In a definitive commentary for the Wall Street Journal, national security adviser HR McMaster and director of the National Economic Council Gary Cohn sketched the outlines of a “Trump Doctrine” in American foreign policy. In the process, they completely recast Washington’s global role.

These two key presidential aides were apparently trying to explain what Donald Trump’s “America First” ideology means for US foreign policy. The results are alarming.

They start with a Hobbesian vision of international relations as an anarchic war of all against all – a most unrealistic version of “realism”. They endorse “a clear-eyed outlook that the world is not a ‘global community’ but an arena where nations, non-governmental actors and businesses engage and compete for advantage.” And, to dispel any doubts, “rather than deny this elemental nature of international affairs, we embrace it.”

They have “a clear message to our friends and partners: where our interests align, we are open to working together”. Everything is contingent and transactional. No real “friends” or “partners”. No community. Just patrons and clients, rivals and competitors.

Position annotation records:
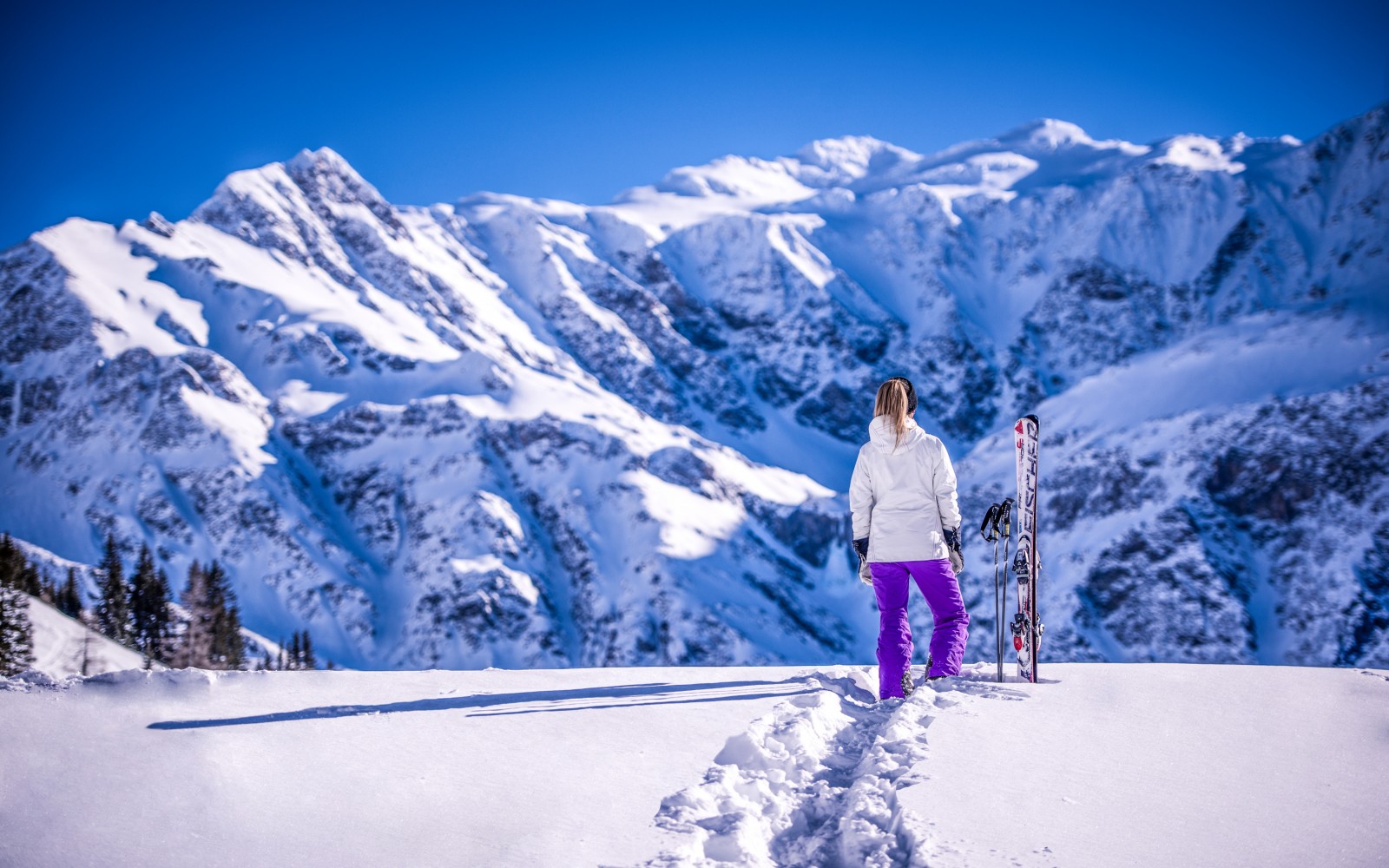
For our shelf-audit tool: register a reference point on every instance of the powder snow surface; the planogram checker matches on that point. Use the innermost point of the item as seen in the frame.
(1102, 764)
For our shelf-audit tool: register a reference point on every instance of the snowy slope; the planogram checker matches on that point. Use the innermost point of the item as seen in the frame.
(1097, 766)
(541, 434)
(64, 646)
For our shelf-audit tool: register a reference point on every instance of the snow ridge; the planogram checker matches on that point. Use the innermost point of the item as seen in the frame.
(816, 781)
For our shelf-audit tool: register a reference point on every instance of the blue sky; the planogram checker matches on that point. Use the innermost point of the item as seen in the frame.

§ Brief:
Translate this sentence from the text on the "Trump Doctrine" into French: "Everything is contingent and transactional."

§ Finished exercise:
Tout est conditionnel et transactionnel.